>> start DOCUMENT

Fork me on GitHub
#clojure-spec
<
2016-11-23
>
yonatanel10:11:01

If I define specs such as :event/type, it's something that will likely be defined by more projects, so is the best practice to have a fuller namespace such as :org.my.event/type? This will deviate from the shorter form of my Datomic attributes which I don't want to prefix with the organization name all over the place. (I assume specs can collide being in the same process, while in Datomic I control what I put there)

yonatanel12:11:27

Perhaps the question is about specs of internal vs external data.

alexmiller12:11:38

Yes, you should use a sufficiently unique namespace

alexmiller12:11:54

But if you control what namespaces you're using, "sufficiently" can be pretty short

yonatanel13:11:20

Being paranoid, maybe it could be nice to have separate non-default registry instances, or attaching a spec to a key when calling s/keys somehow.

alexmiller13:11:02

Not doing that

gfredericks15:11:16

@yonatanel if you're paranoid then you can just use sufficiently unique namespaces

rickmoynihan15:11:18

On a similar note, what’s the suggested way to spec a format you didn’t define, that defines the same key with different values/specs… Basically is there an alternative to using s/keys when I have two different specs that share that prefix? Or should I just move the conflicting definitions into different namespaces?

gfredericks15:11:04

Different namespaces

gfredericks15:11:50

It just occurs to me that spec can't describe something where a namespaced keyword has varying meaning

rickmoynihan15:11:01

gfredericks: that’s the problem I have

gfredericks15:11:03

Which I imagine is rare

gfredericks15:11:27

Who subjected you to this

rickmoynihan15:11:37

well maybe I don’t have the problem

rickmoynihan15:11:20

I mean I can work around it by defining the specs in different namespaces

alexmiller15:11:38

If you have that problem, you may be doing it wrong :)

rickmoynihan15:11:50

entirely possible

alexmiller15:11:20

if you have unqualified keys, then you can deal with this using s/keys and :req-un with different namespaced specs

alexmiller15:11:44

if you have qualified keys, then… use the namespaces to differentiate different semantics

rickmoynihan15:11:46

alexmiller: yeah I think I just need to define some new namespaces for those extra keys

rickmoynihan15:11:52

out of interest is it possible to do (s/def :foo/spec ,,,) and have that work with keys :req-un?

gfredericks15:11:24

Looks normal....?

gfredericks15:11:01

Every registered spec has to have a namespace

rickmoynihan16:11:48

gfredericks: What I mean is - is the above possible instead of having to create a new namespace e.g. can you do the above instead of needing (ns blah.foo) (s/def ::spec ,,,)

>> end DOCUMENT
>> start DATA LISTING

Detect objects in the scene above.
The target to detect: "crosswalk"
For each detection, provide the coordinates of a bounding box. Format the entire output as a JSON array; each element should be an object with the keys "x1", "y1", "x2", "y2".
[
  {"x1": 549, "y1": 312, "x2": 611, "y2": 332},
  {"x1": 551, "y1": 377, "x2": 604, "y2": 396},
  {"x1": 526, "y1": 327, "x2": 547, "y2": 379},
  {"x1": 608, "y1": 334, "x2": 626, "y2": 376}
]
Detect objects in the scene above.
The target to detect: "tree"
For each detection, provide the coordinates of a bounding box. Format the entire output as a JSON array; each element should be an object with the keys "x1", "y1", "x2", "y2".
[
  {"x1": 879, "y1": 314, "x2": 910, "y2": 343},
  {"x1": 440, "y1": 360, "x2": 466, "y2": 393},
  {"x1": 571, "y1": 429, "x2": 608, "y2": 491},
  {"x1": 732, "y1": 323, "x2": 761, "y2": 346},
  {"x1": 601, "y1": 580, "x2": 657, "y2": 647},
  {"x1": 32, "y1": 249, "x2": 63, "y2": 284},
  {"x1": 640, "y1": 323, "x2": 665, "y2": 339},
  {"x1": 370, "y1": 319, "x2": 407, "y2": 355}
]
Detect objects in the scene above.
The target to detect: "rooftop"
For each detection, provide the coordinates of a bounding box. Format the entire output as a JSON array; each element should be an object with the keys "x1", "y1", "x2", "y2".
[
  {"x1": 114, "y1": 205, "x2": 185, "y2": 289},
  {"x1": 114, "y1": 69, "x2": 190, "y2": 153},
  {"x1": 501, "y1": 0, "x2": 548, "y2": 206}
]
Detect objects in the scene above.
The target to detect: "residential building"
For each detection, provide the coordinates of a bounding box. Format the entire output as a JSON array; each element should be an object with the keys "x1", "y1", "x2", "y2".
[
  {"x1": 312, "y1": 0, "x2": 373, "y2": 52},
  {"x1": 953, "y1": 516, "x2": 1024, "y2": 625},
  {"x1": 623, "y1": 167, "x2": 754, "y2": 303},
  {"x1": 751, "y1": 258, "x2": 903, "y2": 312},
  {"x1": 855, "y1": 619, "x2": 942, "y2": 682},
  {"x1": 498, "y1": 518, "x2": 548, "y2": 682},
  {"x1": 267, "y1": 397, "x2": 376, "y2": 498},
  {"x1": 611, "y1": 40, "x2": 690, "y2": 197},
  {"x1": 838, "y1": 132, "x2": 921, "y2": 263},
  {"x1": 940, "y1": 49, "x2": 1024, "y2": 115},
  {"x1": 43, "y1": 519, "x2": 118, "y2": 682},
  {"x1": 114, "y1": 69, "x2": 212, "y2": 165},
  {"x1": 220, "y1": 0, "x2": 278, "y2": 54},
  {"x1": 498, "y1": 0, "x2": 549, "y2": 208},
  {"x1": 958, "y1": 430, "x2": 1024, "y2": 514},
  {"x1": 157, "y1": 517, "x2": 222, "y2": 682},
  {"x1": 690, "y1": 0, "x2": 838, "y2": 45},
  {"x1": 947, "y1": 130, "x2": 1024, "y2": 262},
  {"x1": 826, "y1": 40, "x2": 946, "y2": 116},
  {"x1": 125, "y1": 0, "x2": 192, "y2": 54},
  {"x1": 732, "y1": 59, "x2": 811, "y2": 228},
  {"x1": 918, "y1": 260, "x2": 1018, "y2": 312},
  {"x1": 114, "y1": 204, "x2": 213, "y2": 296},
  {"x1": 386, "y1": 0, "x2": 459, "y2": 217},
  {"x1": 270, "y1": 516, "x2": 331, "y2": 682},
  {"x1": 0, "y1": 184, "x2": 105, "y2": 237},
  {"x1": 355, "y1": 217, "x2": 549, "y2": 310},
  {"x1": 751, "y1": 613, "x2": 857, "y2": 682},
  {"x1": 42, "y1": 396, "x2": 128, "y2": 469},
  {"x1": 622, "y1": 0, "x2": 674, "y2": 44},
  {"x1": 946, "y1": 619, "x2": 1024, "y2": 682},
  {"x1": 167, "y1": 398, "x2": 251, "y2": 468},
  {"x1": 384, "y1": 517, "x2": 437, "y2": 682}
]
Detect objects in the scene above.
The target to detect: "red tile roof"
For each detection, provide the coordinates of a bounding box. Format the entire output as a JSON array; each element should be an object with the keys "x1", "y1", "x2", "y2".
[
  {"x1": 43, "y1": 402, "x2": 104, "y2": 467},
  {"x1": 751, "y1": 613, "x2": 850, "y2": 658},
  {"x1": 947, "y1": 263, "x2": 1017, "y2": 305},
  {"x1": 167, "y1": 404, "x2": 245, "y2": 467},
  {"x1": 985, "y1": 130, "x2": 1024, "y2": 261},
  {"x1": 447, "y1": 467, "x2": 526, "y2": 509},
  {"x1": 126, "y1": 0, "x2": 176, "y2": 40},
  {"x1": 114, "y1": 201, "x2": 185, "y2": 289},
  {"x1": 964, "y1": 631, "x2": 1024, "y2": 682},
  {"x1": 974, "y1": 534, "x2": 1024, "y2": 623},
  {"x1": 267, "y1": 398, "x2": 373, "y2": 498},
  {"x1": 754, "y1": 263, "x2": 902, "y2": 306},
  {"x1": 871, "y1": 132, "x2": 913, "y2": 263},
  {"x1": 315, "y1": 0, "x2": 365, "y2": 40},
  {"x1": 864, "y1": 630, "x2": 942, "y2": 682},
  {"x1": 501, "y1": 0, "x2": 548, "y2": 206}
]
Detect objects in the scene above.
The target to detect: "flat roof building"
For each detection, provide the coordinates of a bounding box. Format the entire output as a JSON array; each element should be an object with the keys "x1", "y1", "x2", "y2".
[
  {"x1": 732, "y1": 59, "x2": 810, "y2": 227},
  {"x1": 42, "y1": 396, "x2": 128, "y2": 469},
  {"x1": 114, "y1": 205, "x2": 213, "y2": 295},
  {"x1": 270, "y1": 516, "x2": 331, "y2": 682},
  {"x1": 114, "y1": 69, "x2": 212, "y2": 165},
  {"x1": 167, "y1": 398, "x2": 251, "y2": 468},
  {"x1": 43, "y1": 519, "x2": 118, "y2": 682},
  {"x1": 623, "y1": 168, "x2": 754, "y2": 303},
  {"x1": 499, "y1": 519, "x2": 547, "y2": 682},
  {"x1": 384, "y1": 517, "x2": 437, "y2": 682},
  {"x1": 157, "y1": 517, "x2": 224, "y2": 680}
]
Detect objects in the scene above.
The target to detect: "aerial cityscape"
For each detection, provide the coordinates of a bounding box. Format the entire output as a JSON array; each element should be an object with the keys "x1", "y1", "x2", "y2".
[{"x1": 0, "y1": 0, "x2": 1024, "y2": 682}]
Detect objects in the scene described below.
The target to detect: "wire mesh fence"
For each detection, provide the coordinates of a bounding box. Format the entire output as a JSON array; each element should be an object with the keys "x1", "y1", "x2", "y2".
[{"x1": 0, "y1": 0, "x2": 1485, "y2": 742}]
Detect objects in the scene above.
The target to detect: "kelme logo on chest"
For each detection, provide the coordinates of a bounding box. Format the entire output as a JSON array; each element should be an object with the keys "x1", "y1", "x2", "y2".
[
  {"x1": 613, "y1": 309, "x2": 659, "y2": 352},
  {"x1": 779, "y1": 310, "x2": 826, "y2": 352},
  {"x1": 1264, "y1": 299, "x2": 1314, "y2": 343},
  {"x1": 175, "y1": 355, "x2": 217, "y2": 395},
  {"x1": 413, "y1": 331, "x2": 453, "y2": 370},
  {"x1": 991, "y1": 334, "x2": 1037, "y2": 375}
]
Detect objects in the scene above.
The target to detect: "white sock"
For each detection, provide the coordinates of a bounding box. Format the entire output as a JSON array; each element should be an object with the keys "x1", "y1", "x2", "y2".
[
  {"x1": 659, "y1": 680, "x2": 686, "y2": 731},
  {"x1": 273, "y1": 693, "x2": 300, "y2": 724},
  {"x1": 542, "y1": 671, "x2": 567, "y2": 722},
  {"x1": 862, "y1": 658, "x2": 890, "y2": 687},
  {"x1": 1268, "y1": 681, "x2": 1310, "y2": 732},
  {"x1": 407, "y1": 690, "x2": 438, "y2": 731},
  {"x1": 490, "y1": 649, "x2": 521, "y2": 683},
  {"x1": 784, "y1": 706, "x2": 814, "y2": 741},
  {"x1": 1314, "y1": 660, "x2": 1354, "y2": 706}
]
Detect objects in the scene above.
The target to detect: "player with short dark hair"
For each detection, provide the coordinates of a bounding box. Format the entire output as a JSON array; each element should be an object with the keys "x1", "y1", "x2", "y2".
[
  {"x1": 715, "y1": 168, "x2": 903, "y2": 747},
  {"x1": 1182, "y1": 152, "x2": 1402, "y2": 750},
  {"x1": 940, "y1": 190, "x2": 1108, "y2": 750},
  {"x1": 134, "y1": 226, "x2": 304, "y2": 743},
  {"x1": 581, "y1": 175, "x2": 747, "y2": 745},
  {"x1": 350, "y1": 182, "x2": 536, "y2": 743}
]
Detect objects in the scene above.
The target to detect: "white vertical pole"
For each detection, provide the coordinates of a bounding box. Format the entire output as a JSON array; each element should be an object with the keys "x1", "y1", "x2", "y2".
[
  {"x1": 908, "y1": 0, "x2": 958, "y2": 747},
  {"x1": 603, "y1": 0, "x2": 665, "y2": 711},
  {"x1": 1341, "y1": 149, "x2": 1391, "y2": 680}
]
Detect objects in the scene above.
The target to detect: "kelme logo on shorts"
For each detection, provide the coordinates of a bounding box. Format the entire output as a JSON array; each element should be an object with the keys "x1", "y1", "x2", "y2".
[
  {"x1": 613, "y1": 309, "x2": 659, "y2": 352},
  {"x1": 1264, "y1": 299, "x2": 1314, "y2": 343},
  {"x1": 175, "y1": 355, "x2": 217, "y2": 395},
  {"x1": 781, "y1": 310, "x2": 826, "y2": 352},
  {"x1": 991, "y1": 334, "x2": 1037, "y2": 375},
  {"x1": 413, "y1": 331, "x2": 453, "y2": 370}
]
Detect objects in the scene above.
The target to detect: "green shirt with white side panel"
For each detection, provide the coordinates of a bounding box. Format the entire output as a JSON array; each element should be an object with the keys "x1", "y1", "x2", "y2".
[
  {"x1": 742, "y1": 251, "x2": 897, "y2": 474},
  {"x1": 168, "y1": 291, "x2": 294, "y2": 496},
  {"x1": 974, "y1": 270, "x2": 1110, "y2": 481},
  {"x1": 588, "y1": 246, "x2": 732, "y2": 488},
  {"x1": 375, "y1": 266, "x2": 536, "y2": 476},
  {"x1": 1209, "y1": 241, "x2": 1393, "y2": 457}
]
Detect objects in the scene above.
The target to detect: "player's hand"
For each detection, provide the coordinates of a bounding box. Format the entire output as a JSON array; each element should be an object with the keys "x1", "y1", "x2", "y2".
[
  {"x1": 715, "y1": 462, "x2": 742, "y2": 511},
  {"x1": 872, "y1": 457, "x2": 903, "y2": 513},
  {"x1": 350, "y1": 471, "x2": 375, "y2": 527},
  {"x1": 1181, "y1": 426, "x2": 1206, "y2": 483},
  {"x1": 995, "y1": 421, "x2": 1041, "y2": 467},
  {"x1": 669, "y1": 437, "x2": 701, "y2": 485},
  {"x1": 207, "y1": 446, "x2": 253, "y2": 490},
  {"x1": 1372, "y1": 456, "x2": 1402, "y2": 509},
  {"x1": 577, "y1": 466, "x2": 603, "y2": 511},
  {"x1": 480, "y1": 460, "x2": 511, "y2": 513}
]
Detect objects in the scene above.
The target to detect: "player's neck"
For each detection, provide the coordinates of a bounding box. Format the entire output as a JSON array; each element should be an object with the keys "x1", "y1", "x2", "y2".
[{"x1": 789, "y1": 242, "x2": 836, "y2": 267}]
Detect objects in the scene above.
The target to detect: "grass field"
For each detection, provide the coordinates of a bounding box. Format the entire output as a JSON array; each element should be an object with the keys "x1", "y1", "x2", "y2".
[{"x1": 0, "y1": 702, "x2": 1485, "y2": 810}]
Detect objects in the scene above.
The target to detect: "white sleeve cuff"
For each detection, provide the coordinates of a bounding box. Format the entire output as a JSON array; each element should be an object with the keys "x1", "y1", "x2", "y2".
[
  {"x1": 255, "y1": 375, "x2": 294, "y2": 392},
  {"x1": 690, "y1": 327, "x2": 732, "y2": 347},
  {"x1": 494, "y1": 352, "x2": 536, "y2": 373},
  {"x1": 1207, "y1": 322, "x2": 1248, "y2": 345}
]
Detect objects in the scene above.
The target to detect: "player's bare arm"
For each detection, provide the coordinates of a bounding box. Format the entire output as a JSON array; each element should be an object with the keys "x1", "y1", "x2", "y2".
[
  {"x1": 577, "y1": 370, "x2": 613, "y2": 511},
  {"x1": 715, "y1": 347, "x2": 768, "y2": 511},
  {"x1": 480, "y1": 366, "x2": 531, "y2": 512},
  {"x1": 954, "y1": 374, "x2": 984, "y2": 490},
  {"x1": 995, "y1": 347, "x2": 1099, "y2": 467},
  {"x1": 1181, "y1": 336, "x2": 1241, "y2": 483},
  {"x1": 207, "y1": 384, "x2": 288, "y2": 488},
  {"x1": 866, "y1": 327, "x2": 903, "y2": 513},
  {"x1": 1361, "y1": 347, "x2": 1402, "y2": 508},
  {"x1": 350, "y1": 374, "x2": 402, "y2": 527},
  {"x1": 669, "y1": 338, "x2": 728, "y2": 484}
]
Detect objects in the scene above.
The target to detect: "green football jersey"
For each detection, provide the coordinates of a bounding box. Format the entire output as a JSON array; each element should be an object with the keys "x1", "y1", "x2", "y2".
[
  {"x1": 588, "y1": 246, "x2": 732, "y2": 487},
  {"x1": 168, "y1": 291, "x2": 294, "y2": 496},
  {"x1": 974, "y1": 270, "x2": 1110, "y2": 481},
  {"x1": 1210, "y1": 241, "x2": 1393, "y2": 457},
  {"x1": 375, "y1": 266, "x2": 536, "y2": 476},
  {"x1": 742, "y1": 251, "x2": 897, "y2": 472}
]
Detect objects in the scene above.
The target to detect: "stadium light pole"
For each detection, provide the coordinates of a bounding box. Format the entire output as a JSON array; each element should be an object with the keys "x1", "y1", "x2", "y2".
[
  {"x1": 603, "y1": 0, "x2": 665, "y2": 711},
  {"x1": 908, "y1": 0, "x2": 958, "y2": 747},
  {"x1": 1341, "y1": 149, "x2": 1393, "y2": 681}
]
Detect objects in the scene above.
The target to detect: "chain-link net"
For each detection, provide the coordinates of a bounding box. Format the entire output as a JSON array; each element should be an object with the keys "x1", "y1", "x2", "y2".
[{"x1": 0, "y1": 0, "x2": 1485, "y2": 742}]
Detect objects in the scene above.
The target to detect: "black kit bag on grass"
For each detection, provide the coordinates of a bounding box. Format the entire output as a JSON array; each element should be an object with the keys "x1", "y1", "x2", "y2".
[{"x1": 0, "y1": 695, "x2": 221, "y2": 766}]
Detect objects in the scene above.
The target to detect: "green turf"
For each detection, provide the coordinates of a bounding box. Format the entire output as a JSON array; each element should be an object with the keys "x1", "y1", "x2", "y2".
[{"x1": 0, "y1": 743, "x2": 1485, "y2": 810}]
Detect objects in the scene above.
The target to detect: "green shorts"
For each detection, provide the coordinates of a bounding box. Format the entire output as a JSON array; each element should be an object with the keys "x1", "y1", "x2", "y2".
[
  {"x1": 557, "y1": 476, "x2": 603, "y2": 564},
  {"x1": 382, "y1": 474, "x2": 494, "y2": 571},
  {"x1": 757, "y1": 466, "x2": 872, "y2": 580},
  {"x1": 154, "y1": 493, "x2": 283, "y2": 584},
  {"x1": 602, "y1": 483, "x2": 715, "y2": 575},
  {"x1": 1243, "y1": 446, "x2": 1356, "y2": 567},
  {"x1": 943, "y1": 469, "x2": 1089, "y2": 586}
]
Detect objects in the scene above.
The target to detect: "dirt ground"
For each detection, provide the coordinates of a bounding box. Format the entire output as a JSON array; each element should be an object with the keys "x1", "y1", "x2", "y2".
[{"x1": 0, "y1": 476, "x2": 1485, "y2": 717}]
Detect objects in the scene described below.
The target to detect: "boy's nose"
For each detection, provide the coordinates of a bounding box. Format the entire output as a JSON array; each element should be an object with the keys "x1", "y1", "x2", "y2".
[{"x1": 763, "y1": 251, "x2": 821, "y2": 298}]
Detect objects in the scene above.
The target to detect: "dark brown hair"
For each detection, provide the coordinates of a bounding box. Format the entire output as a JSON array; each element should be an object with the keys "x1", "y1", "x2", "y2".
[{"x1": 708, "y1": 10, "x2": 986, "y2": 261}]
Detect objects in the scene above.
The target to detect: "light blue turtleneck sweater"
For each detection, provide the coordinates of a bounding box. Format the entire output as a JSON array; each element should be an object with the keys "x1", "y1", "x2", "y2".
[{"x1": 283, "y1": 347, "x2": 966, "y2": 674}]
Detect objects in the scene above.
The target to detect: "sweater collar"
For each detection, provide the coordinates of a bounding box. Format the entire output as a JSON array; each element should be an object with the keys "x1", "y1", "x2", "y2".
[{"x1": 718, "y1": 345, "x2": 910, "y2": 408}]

>> end DATA LISTING

- _THE PROBLEM_
Continue the clojure-spec discussion about namespacing specs, starting after its last message.

- _EXERCISE ANSWER_
gfredericks16:11:31

Code namespaces and keyword namespaces are mostly independent

rickmoynihan16:11:10

ok that’s what I thought, it’s just not working - presumably for another reason

rickmoynihan16:11:36

its ok I fixed it

rickmoynihan16:11:44

code blindness

gfredericks16:11:59

The eternal bug

rickmoynihan16:11:45

yup - that’s one thing about software development, you have to be pretty thick skinned as you’re continually told by the computer that “you suck! Another mistake, are you some kinda noob? Oh and another mistake, you really aren’t good enough…” ad-infinitum… I have a hypothesis that this is why people don’t stick it out as a career

rickmoynihan16:11:44

you basically have to be a bit of a masochist to stick it out

yonatanel16:11:38

@rickmoynihan My take on this is that you can't yet have "wonderful" mistakes when programming, unlike art where if you use some new material or do a quick sketch it can still look good and expressive.

rickmoynihan16:11:23

yonatanel: yeah… programming is so precise one bit out and it's a catastrophic failure and how many trillion bits are we handling these days?

rickmoynihan16:11:46

it’s a miracle of engineering anything works at all

seancorfield18:11:29

(for me, it’s sheer stubbornness: “I will not be beaten by an inanimate object!” so I must “defeat” the computer 🙂 )

rickmoynihan18:11:34

a quixotic quest if ever there was one 🙂

aengelberg18:11:40

The docstring of s/def indicates that one can provide a symbol instead of a keyword as the name for a spec, but I cannot find any examples of that. What use case is that for?

bfabry18:11:48

@aengelberg s/fdef is equivalent to (s/def symbol (s/fspec ...))

bfabry18:11:22

same as defn is (def symbol (fn ...)) 🙂

aengelberg18:11:03

@bfabry: interesting, thanks. So when would one use specs that have been set to a symbol?

bfabry18:11:00

well you're implicitly using them anytime you use instrument

bfabry18:11:46

explicitly? I dunno. I can't think of a good one off the top of my head, but that doesn't mean there's not

bfabry18:11:12

you could use the registered fspec's to spec a function to be passed in as

(s/or :this `this :that `that :the-other `the-other)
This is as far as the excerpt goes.